• _Exercise description_
Look through the data below. Show each line where the string "walking" occurs.

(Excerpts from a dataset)
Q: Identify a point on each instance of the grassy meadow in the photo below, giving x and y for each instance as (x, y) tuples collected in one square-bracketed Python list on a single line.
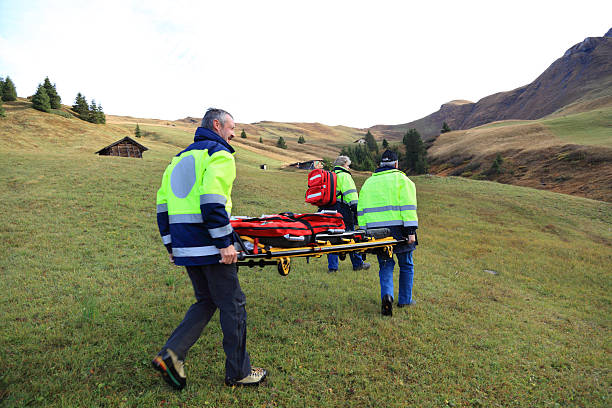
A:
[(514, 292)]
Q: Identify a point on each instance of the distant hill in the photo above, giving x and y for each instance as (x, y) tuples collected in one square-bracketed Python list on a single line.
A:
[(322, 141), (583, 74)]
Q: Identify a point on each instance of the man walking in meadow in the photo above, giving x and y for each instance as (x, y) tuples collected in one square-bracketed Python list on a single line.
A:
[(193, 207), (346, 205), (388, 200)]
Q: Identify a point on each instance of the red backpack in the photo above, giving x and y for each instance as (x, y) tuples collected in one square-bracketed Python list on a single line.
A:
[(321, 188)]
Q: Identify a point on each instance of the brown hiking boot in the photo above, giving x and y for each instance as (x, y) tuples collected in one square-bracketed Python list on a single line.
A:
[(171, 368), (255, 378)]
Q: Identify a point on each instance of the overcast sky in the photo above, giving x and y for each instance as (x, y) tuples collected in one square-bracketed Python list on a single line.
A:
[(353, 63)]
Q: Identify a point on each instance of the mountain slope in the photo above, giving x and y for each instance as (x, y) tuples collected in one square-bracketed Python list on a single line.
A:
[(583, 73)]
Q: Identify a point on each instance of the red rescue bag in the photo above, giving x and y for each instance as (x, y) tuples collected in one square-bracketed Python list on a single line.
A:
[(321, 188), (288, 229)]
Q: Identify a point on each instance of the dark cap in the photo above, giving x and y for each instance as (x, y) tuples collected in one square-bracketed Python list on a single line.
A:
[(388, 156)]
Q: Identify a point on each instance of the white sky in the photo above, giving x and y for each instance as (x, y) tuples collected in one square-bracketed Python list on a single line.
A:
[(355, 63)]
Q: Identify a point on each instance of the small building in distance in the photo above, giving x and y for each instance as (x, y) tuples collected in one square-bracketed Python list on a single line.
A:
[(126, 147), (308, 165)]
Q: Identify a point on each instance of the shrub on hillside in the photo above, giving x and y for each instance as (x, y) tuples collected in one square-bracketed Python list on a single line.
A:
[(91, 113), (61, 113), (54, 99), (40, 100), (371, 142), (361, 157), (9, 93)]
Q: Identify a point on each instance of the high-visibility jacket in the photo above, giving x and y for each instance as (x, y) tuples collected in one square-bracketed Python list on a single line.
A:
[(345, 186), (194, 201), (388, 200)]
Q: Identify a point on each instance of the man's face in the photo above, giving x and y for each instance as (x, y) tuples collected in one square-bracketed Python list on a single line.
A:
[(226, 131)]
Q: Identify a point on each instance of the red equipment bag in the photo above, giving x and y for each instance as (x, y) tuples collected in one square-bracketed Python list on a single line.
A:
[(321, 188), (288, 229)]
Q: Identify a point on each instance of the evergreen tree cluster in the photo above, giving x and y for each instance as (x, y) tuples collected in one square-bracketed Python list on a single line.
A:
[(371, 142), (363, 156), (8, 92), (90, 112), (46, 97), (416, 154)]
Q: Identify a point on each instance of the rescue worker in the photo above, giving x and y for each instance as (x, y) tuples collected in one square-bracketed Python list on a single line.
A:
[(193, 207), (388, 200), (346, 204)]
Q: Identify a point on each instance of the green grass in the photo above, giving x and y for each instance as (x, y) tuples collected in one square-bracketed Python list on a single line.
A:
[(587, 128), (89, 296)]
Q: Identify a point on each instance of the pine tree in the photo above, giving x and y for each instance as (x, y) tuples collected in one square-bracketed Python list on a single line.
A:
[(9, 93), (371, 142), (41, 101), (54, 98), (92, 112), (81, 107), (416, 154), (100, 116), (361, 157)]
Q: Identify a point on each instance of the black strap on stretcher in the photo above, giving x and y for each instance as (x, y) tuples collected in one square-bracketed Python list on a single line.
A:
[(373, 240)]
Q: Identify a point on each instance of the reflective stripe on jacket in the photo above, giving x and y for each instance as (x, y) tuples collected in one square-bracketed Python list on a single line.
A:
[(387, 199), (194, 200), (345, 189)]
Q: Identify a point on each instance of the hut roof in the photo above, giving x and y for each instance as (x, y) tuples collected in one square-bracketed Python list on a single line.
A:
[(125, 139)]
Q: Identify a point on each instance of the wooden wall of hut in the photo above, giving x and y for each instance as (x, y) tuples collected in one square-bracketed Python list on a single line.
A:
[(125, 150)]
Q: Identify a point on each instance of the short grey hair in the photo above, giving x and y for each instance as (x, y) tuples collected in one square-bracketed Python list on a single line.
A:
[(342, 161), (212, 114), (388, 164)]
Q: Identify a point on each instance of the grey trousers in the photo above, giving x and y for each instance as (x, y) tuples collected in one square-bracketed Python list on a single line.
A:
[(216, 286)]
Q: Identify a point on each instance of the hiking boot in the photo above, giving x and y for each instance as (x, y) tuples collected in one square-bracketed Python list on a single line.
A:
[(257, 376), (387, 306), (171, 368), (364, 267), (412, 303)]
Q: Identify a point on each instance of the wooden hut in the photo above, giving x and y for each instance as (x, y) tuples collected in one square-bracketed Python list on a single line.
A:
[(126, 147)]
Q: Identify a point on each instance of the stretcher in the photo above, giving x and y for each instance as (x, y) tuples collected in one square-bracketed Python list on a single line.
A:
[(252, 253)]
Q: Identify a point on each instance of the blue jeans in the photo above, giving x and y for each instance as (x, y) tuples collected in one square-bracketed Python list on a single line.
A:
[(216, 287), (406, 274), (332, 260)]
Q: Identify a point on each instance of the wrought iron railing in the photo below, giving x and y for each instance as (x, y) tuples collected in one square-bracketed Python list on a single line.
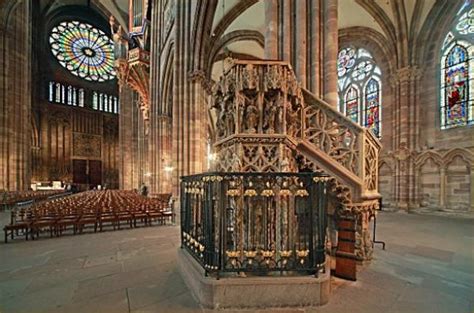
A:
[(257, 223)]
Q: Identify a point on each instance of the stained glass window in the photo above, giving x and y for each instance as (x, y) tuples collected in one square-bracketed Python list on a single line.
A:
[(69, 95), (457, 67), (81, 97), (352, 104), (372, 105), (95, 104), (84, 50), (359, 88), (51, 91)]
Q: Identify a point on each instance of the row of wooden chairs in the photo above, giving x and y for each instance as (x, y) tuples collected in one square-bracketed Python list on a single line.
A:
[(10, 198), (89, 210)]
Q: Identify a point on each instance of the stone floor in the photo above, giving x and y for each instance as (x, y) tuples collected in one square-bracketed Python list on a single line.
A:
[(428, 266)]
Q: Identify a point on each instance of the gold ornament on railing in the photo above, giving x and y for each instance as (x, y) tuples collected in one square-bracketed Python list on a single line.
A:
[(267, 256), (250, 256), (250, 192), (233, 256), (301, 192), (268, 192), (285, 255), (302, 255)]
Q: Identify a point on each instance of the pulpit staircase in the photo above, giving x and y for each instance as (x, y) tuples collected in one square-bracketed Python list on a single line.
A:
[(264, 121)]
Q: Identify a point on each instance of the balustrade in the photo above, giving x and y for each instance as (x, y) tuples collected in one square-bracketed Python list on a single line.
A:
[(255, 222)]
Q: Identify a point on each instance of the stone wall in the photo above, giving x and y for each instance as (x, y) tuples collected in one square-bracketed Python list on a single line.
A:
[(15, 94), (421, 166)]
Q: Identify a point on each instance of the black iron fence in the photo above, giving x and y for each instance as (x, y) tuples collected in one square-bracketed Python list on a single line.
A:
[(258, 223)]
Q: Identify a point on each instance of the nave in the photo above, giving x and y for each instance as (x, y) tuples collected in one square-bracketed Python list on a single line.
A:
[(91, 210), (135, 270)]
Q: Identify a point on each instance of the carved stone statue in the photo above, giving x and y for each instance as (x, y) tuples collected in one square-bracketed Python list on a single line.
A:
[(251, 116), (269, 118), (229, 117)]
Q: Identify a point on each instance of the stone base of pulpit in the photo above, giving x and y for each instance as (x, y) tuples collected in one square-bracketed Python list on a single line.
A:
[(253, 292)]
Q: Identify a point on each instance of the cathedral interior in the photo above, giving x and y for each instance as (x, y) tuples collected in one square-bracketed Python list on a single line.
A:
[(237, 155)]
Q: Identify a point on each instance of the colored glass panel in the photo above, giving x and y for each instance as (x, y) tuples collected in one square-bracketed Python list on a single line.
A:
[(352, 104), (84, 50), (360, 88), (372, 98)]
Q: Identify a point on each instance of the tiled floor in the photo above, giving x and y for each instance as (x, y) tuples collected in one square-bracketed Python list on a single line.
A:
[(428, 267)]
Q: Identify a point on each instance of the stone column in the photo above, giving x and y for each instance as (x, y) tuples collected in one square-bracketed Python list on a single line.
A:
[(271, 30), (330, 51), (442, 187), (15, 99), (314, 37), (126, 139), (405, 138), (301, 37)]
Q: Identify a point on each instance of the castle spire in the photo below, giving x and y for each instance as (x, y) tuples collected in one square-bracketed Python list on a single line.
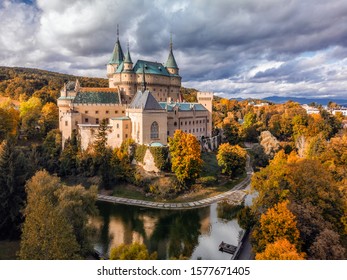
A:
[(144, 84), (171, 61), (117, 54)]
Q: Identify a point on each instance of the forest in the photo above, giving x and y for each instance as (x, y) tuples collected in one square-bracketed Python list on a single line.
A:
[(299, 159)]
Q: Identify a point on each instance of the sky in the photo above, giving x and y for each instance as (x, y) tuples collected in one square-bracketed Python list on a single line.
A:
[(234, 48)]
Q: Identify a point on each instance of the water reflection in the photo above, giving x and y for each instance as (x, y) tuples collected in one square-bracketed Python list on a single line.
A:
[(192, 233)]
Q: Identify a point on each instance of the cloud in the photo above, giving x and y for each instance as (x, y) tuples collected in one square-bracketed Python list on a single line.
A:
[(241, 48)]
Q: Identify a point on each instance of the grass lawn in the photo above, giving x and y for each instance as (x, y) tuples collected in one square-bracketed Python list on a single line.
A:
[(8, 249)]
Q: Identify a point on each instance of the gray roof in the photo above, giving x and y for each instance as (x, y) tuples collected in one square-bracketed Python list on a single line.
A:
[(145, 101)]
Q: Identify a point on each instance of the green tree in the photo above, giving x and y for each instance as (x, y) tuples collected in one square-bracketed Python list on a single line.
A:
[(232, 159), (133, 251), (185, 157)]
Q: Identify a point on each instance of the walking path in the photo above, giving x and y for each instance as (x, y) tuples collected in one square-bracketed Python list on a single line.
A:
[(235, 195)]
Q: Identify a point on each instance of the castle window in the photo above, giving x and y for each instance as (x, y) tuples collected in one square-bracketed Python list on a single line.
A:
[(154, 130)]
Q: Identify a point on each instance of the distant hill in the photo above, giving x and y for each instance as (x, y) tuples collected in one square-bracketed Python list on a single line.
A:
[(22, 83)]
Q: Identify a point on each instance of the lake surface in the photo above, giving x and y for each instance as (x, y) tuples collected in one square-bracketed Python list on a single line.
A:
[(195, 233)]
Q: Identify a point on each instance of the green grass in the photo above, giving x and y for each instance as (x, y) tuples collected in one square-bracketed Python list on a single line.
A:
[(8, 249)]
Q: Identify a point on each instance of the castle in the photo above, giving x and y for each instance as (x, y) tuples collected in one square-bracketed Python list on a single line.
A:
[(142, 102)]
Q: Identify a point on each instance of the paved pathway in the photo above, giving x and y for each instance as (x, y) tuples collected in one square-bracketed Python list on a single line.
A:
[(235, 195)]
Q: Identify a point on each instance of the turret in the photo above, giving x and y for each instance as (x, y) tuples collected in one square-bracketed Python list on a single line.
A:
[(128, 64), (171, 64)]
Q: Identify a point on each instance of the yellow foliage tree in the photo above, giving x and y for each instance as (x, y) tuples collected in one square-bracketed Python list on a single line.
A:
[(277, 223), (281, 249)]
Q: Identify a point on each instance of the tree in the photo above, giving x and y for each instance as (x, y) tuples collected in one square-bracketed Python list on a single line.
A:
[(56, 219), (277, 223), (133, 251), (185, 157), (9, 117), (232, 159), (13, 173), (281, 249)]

==

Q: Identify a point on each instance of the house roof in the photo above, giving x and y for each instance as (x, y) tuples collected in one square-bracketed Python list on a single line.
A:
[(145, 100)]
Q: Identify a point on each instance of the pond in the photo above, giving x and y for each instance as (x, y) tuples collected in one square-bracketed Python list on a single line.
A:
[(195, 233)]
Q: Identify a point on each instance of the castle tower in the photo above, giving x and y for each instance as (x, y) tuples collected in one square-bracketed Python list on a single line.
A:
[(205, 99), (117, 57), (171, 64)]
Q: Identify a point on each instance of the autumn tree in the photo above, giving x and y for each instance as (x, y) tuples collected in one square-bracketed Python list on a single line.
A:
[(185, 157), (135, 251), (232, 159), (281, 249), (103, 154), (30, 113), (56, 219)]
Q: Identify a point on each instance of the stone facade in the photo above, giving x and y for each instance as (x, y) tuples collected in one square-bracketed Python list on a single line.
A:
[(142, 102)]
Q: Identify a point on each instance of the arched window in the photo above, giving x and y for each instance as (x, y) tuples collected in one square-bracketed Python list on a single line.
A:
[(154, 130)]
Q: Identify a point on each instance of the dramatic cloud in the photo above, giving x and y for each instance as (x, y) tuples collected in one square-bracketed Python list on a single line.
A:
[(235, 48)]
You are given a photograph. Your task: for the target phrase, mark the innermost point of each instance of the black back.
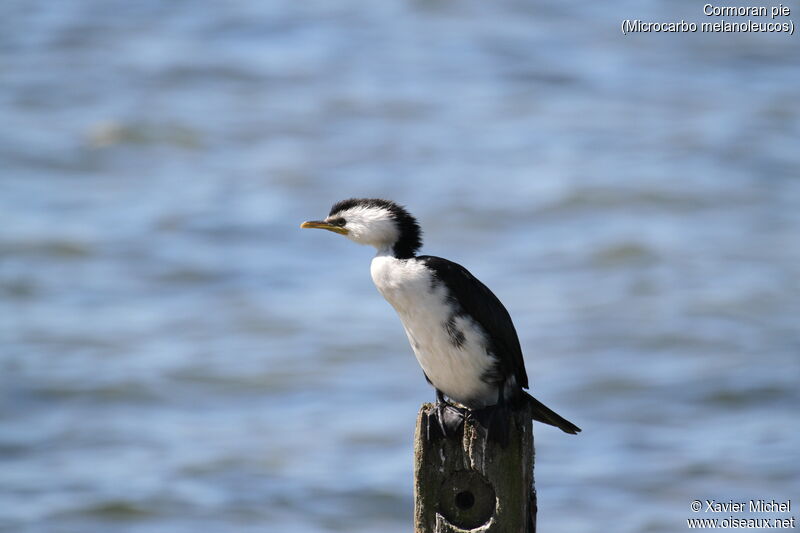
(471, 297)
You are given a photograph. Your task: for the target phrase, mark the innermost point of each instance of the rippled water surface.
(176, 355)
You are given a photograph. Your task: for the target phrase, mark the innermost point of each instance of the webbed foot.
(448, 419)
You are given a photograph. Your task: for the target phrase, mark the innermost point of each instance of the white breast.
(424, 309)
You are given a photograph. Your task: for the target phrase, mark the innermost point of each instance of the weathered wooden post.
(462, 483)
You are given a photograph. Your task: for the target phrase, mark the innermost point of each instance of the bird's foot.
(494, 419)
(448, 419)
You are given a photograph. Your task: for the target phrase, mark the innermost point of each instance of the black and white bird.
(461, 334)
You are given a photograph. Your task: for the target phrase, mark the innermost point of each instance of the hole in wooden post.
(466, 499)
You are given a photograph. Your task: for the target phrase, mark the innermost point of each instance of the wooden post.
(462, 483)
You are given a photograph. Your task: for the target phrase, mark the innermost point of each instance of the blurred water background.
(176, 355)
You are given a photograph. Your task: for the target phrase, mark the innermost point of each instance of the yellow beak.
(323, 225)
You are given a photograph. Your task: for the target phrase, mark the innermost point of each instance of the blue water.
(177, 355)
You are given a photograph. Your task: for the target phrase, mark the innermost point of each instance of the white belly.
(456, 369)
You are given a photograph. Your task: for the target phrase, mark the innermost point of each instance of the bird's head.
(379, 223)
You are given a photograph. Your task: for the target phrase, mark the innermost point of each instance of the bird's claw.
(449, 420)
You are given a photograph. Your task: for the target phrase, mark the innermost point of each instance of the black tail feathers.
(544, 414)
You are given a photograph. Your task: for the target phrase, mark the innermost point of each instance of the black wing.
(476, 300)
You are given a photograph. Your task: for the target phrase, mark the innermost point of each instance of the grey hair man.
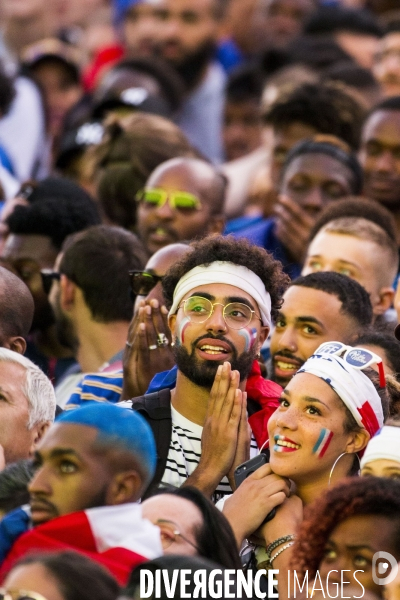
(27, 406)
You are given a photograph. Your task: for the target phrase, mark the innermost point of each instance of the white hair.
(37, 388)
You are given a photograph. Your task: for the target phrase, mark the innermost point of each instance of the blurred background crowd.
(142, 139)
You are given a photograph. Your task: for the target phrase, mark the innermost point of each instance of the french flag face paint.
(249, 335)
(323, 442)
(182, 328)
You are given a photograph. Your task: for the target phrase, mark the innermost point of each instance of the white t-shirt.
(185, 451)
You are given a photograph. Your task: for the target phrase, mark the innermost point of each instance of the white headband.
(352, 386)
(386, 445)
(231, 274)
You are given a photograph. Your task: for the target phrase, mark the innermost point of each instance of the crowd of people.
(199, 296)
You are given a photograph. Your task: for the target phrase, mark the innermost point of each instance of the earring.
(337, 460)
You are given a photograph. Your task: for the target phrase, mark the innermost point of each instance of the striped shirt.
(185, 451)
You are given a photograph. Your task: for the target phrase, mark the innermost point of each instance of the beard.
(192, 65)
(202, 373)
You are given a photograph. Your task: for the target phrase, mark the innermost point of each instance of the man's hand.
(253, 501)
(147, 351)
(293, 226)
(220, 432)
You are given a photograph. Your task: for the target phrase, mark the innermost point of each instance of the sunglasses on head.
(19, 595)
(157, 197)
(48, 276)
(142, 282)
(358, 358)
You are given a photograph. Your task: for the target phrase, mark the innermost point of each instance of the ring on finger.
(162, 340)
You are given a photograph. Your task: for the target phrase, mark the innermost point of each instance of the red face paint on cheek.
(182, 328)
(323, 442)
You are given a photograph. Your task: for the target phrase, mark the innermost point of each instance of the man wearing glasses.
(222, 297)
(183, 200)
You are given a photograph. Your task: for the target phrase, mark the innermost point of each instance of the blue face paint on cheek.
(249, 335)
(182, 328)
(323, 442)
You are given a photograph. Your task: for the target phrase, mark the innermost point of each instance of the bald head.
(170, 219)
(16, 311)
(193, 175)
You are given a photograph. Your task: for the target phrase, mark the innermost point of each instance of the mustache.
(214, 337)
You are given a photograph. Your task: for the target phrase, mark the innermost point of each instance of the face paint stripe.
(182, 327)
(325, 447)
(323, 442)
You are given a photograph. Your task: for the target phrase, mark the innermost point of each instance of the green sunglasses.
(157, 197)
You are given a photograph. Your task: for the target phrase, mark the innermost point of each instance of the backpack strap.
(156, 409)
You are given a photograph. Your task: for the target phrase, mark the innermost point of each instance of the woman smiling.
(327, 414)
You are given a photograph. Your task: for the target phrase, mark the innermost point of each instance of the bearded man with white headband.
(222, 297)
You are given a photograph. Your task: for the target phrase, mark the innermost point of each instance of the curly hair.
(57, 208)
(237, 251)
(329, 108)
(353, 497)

---

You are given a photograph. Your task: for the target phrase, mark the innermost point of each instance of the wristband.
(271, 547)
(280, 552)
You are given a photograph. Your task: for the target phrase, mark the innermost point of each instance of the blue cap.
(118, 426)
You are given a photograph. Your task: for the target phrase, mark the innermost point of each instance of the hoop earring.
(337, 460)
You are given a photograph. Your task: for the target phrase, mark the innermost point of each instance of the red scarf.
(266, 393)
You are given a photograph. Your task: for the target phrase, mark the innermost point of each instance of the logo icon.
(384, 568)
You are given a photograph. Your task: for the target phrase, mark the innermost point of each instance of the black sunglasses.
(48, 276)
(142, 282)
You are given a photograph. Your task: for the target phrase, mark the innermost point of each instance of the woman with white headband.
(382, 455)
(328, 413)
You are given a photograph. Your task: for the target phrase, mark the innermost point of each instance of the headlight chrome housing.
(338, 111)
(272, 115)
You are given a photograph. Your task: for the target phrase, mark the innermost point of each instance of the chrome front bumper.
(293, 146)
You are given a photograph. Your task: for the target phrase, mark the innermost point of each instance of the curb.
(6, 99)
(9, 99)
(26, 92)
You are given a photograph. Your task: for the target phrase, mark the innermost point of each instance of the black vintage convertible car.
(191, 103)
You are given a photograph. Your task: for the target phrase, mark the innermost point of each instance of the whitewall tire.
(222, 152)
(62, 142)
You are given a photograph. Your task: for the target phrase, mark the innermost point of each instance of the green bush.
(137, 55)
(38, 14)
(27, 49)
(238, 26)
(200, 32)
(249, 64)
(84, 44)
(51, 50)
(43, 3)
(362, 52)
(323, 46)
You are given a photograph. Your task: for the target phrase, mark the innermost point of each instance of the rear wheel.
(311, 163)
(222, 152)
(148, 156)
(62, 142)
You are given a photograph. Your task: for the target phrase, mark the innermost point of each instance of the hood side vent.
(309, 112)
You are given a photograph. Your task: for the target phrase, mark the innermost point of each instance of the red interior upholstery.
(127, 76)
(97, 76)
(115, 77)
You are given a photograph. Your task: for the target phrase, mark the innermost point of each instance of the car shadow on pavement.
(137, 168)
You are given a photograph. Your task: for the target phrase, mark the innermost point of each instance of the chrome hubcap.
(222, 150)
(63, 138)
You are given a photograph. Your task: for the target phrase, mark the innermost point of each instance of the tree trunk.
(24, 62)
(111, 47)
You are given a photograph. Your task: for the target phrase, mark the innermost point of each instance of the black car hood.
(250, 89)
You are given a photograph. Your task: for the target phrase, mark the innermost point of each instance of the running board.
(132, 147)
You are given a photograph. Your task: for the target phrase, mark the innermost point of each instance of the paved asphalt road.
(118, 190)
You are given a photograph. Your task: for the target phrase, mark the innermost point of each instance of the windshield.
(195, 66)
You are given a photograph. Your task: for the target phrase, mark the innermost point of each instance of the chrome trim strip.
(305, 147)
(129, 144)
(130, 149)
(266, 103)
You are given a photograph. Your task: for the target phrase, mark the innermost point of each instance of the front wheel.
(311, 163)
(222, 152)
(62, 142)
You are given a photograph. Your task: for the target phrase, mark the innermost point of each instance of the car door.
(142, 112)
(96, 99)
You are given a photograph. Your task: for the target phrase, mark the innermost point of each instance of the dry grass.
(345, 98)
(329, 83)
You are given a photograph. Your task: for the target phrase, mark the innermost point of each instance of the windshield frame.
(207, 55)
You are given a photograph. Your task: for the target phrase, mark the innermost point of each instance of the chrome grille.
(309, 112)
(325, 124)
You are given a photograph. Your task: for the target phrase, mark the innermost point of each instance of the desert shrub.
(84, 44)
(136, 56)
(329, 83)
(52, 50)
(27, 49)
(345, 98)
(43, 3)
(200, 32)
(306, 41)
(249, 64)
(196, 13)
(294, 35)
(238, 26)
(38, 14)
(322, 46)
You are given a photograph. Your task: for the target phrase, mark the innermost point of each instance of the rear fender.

• _Written reply_
Q: Identify a point on each instance of the man walking in meadow in the photo above, giving x and y for each instance as (x, y) tuples collected in one square-bracketed Python list on a single line.
Q: Identify a point on each instance of the walking path in the photo above, giving x and y for each instance as (x, y) tuples collected in one square-bracketed Python list on a single line.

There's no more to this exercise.